--- start Recorded information ---
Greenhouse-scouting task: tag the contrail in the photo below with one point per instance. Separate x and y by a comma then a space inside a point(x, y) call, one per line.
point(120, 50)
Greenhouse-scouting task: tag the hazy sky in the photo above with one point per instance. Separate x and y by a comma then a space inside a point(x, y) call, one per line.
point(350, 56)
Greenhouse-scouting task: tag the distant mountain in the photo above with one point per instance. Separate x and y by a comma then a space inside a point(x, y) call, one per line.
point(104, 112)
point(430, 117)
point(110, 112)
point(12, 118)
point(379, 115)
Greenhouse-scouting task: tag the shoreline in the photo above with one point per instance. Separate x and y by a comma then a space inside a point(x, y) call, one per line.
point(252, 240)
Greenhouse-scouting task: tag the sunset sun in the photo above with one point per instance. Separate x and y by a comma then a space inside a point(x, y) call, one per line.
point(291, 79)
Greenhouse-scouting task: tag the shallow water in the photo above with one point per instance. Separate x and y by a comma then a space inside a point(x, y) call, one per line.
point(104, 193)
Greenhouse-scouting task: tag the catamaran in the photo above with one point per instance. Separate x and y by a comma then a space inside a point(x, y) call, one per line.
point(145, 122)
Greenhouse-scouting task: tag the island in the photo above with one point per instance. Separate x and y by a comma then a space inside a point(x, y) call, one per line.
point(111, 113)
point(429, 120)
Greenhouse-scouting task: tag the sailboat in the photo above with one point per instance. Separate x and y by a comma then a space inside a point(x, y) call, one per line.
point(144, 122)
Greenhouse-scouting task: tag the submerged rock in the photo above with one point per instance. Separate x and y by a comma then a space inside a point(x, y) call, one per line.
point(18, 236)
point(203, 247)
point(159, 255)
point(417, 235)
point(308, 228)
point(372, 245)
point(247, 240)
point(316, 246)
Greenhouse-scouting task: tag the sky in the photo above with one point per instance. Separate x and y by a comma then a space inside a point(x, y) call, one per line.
--- end Recorded information ---
Recast all of the material above as a JSON list of strings, with one string per line and no entries for blank lines.

The completed task:
[
  "Greenhouse-scouting task: tag the contrail in the photo below with one point per instance. Separate x and y by a comma then a space inside a point(x, y) call, one per line.",
  "point(120, 50)",
  "Greenhouse-scouting task: tag the hazy sky in the photo above with one point per instance. Separate x and y by a comma then a space inside a point(x, y) call, one per line.",
  "point(350, 56)",
  "Greenhouse-scouting task: tag the distant mountain in the photo above with one point per instance. Separate x and y by a comma then a space inside a point(x, y) call, one per line.",
  "point(104, 112)",
  "point(430, 117)",
  "point(110, 112)",
  "point(12, 118)",
  "point(379, 115)",
  "Greenhouse-scouting task: tag the shoreline in the photo above with one point per instance. Separate x and y by a comma then a space inside a point(x, y) call, one per line.",
  "point(252, 240)",
  "Greenhouse-scouting task: tag the sunset sun in the photo above with one point per instance. Separate x and y by a comma then a space inside a point(x, y) call, one per line.",
  "point(291, 79)",
  "Greenhouse-scouting task: tag the shallow water in the photo above with one point per instance. Separate x and y by a comma then a space inside a point(x, y) call, one per line.",
  "point(104, 193)",
  "Greenhouse-scouting task: tag the catamaran in the photo above with one point per instance. Separate x and y by a comma then a space inside a point(x, y) call, one per line.",
  "point(145, 122)",
  "Greenhouse-scouting task: tag the island in the photo above with one point per instance. Separate x and y by a comma then a space inside a point(x, y) call, one per line.",
  "point(111, 113)",
  "point(429, 120)",
  "Greenhouse-scouting task: tag the sailboat in the photo above with one point per instance. Separate x and y by a comma then a space inside a point(x, y) call, one per line.",
  "point(144, 122)",
  "Greenhouse-scouting task: tag the submerged rock in the photo above with one point per instance. Separate x and y by a comma then a space inside a point(x, y) call, one per line.",
  "point(18, 236)",
  "point(203, 247)",
  "point(159, 255)",
  "point(417, 235)",
  "point(308, 228)",
  "point(372, 245)",
  "point(247, 240)",
  "point(316, 246)",
  "Greenhouse-scouting task: tag the sky in the photo above with one point per instance. Separate x and y by a comma then a space inside a point(x, y) call, one per line."
]